YOUR TASK
Pick out and copy each line of the records that contains the word "dark".

## START DATA ROWS

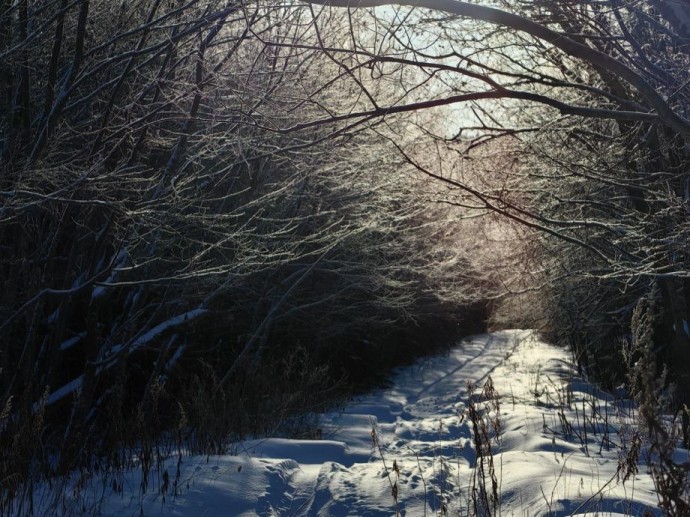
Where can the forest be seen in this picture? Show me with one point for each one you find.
(217, 217)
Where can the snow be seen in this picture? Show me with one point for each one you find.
(557, 454)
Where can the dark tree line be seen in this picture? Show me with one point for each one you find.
(177, 266)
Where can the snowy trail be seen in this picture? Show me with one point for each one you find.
(550, 460)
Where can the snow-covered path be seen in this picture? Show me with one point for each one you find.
(557, 454)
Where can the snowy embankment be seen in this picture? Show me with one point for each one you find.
(558, 450)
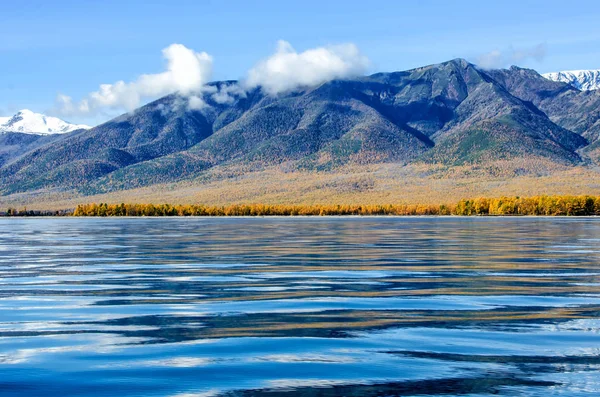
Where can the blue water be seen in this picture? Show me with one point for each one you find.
(300, 306)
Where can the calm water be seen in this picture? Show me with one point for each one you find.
(310, 307)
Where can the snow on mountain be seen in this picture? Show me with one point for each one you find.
(28, 122)
(585, 80)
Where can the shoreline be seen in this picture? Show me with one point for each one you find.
(481, 206)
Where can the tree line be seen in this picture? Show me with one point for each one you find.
(538, 205)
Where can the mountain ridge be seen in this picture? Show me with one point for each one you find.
(452, 113)
(27, 122)
(584, 80)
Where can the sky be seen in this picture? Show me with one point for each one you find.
(55, 55)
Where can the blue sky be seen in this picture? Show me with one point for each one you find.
(71, 47)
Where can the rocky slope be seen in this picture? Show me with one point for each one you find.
(451, 113)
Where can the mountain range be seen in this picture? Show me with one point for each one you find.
(28, 122)
(584, 80)
(451, 114)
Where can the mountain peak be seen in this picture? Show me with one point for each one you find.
(584, 80)
(29, 122)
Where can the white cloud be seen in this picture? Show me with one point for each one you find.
(499, 59)
(186, 73)
(227, 93)
(287, 69)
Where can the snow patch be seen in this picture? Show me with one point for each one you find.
(28, 122)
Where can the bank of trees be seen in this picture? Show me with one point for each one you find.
(539, 205)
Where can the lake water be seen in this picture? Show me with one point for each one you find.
(300, 306)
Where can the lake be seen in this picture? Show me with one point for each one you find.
(300, 306)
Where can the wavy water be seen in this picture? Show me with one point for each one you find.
(299, 306)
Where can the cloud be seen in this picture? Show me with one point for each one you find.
(498, 59)
(227, 93)
(287, 69)
(186, 73)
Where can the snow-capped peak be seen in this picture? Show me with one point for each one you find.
(584, 80)
(28, 122)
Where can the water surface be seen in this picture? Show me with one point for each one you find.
(299, 306)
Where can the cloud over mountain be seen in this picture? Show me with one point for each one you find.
(501, 58)
(187, 71)
(288, 69)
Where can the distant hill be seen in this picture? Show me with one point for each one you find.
(28, 122)
(450, 114)
(584, 80)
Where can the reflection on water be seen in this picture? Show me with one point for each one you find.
(296, 306)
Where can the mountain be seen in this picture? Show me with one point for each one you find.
(28, 122)
(450, 114)
(584, 80)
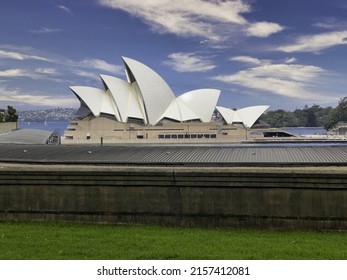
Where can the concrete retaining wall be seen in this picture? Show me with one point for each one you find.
(8, 127)
(287, 198)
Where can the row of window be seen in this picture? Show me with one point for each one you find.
(186, 136)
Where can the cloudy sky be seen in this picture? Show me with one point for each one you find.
(285, 54)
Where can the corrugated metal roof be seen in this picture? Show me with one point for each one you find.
(179, 155)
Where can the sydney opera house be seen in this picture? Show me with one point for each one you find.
(144, 109)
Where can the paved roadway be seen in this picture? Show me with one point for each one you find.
(207, 155)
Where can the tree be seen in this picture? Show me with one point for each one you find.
(339, 114)
(11, 114)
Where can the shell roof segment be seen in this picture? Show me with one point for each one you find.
(146, 96)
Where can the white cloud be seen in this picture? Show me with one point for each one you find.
(20, 56)
(86, 74)
(64, 8)
(213, 20)
(290, 60)
(100, 64)
(15, 73)
(263, 29)
(291, 80)
(49, 71)
(46, 30)
(249, 60)
(316, 43)
(189, 62)
(17, 96)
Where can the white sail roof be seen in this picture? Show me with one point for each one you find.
(248, 115)
(146, 96)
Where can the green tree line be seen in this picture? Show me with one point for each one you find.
(314, 116)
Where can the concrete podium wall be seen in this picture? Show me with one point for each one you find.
(285, 197)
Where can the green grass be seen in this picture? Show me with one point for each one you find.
(69, 241)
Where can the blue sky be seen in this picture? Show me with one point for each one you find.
(285, 54)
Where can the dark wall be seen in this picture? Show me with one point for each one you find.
(287, 198)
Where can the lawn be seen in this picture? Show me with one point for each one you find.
(74, 241)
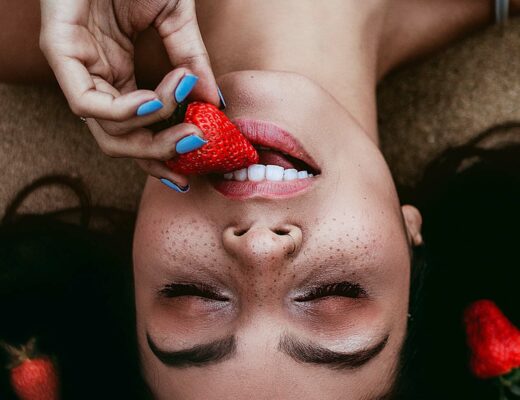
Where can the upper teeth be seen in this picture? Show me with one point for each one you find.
(259, 172)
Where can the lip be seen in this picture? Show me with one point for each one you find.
(262, 133)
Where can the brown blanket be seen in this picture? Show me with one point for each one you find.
(422, 109)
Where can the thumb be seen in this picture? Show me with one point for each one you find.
(181, 36)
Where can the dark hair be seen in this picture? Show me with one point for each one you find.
(65, 278)
(470, 201)
(62, 280)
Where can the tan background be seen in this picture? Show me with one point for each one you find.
(422, 109)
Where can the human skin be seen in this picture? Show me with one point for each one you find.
(259, 254)
(348, 227)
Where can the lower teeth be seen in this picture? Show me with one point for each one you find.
(273, 173)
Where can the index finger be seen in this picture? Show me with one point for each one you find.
(183, 42)
(87, 101)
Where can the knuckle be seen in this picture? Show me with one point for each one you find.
(77, 108)
(109, 150)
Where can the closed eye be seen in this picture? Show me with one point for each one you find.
(339, 289)
(173, 290)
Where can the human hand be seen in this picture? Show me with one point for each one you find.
(89, 46)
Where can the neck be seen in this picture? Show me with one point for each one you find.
(340, 55)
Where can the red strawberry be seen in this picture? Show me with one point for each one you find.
(33, 376)
(493, 339)
(227, 149)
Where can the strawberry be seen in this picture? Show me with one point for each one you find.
(33, 376)
(493, 340)
(227, 149)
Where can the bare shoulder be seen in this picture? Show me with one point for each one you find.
(414, 28)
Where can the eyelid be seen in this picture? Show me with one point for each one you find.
(336, 289)
(175, 289)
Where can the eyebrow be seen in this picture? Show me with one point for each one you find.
(223, 349)
(312, 353)
(198, 355)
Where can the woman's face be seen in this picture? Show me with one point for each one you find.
(268, 291)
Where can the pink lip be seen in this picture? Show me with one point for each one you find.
(266, 134)
(265, 189)
(263, 133)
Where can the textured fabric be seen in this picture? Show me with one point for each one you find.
(423, 109)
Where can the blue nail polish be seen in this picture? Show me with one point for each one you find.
(185, 87)
(189, 143)
(149, 107)
(222, 101)
(175, 187)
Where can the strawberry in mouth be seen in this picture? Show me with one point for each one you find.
(284, 168)
(273, 166)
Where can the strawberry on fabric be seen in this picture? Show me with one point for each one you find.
(494, 341)
(33, 376)
(227, 149)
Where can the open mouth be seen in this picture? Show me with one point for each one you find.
(284, 168)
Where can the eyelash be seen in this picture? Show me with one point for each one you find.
(341, 289)
(190, 289)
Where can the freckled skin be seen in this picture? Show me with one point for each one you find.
(343, 236)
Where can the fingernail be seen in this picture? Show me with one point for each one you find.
(189, 143)
(175, 187)
(185, 87)
(149, 107)
(222, 101)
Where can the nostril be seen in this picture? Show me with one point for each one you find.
(282, 231)
(240, 232)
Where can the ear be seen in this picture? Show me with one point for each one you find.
(413, 224)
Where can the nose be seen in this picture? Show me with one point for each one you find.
(262, 245)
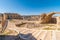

## END DATA ROWS

EXERCISE SOLUTION
Where can the dark tree line be seen in this picture? Show me with one point for each one you find.
Where can the dark wall be seen in this picture? Show me with one point for each one you find.
Where can the dark hair be seen in this picture? Show me with one point for each one you find.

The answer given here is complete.